* [Task requirements] Drop every picture, then transcribe the remaining data exactly.

(Image object location entries)
◆ ◆ ◆ ◆
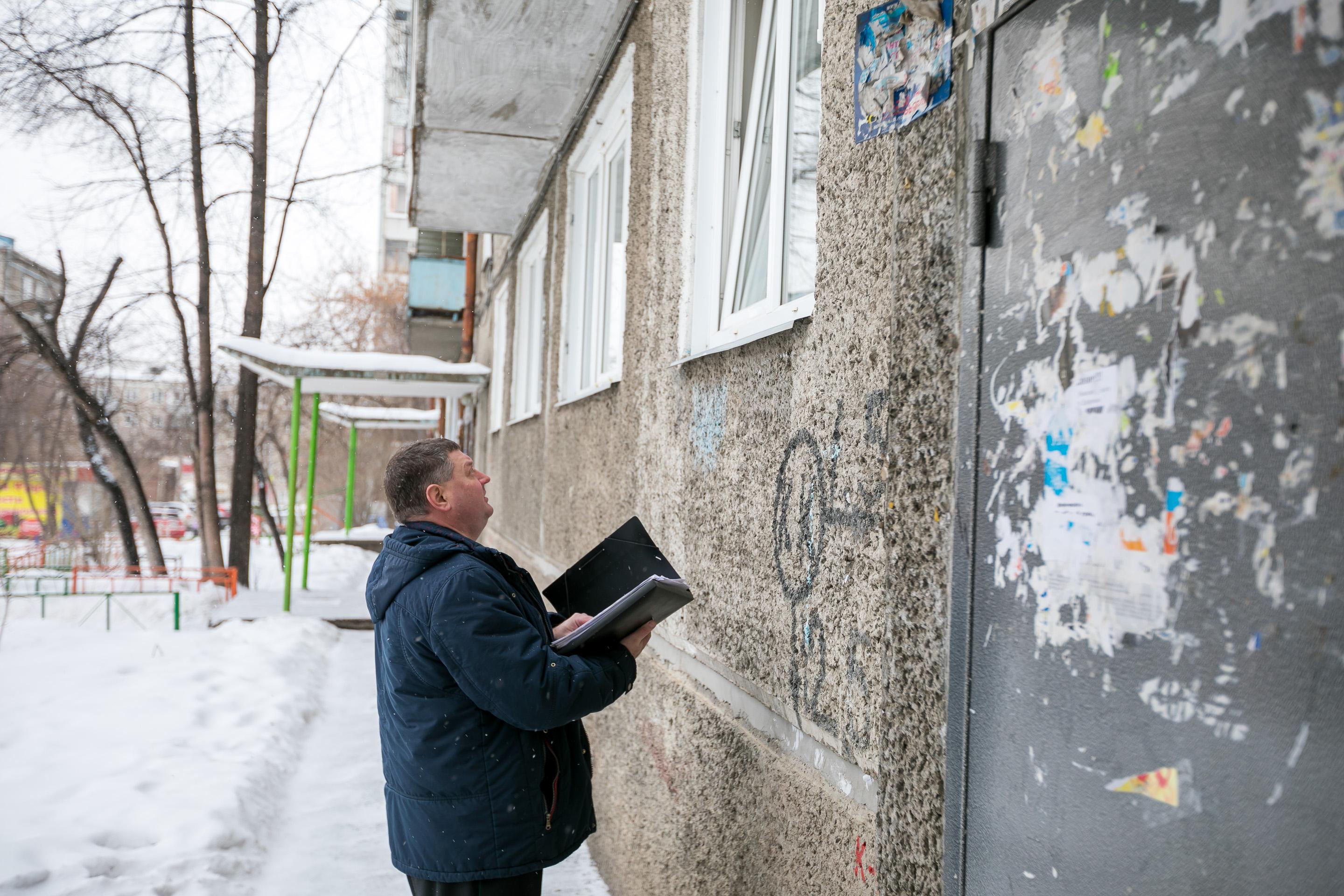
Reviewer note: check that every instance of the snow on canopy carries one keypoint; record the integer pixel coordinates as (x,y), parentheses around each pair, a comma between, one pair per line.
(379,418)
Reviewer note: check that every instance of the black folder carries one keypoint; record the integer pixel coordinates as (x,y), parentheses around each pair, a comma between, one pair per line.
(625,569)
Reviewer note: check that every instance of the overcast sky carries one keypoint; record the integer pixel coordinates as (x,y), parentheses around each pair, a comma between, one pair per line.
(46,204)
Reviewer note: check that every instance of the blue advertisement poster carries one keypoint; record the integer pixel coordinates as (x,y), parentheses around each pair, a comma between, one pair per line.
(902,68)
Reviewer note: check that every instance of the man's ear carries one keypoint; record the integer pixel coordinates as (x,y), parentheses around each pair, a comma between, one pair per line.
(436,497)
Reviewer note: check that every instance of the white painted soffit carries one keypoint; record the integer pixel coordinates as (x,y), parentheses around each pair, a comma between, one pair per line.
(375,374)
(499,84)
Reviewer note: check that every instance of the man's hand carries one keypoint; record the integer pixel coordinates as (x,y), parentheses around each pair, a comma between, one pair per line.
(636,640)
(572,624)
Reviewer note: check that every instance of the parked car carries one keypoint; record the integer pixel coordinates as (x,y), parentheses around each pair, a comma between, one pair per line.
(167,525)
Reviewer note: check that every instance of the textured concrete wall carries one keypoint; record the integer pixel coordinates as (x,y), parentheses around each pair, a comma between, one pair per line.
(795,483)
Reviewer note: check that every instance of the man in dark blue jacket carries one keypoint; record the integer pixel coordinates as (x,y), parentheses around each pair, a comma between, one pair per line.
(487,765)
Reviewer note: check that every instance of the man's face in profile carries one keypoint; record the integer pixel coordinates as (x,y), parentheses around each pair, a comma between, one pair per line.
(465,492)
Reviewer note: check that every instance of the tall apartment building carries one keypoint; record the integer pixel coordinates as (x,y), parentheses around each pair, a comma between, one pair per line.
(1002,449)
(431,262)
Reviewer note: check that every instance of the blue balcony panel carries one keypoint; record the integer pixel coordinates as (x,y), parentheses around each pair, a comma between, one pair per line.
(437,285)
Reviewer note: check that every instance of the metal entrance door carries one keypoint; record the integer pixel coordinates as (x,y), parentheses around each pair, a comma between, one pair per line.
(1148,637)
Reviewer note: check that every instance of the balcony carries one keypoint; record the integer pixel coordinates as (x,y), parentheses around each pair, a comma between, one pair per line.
◆ ◆ ◆ ◆
* [The completed task]
Reviewer note: check that every instance of the snow on canopy carries one keypoint; record the integer pixel coordinates as (x,y), parentheses around each pair, a comma between, one pair per line.
(379,418)
Reviewer note: check that every instance of the black folder carries one keypoint; record the integer pixel coordinates as (x,y), parentheses around each pair, a comma between, one pair per line.
(625,569)
Reviewer note: check that every instance of the overcast sky carries one keypoint; record the integer pixel coordinates as (x,y), parentheses around each pair, a comma between, one pair per line.
(46,204)
Reviewer note: check that every instance of the blue advertisement poster carries one keypoint; record the integer pixel coordinates as (x,y), parentheses around each pair, a comma between, one pair per line.
(902,68)
Reviewer note: check that every instance of the man's ear carries one keypoint; record the integer pixel coordinates as (x,y), parentheses around each pair, a comma between, one pair per line.
(436,497)
Reviewer note: check that every instance of the white painted soffit carries one keypoint; record the integer pixel coordinates as (x,y), parentheses around each pair, a comma between, one pair per line.
(375,374)
(499,84)
Reviewer note: check that every instance of the man's hand carries one keypoint; record the integer pixel coordinates as (x,y), parentheses around each pair, a comma between, one pair per line.
(636,640)
(572,624)
Reviewer note: check that every instance of the parked car carries one keypoint; record the integer pixel coordinates as (x,y), parentheses around each pair, a comma between, one pair per line.
(167,525)
Reviewer note: check that every instance of the textured concrete wall carries one keypoint; record the integer pixel coordinates as (x,y), parentheses around each pair, a comma between, one pair per line.
(795,483)
Reviewer note: check that every instance of the man in dark blue jacket carries one keypoint; record the integer pixel coordinates as (x,y), parentheses around each pair, a comma between, one pair per line.
(487,765)
Reviewer note: check that every instance of the man's face in profile carries one keypoint; record the integer pixel coordinates as (x,y), parentheses around each pair, a comma between, one pair per line.
(465,492)
Reviewer note: check that every instance of the tall apartment building carries one keypoint; record the integer pixel coordinates as (x,y), parentheses around each pair, a comma between, one pair per line.
(1002,449)
(431,262)
Reviewer note: check that every instance of the blue balcony panel carries one keypoint; record the integer pixel coordinates as (x,y), parentheses around each pair, a comma between, one pair per line.
(437,285)
Reviewer note: check that every instance of the metal entrance door carries one keypoint; record the integer pixel coordinates as (x,y), parentheses around each pair, a comma between, one pair per line.
(1148,637)
Reviewer note: check that every instance of the balcony carries one keypoint; record the integer pixel coordinates as (x,y), parentheses around each pair, a comma between, one pair per line.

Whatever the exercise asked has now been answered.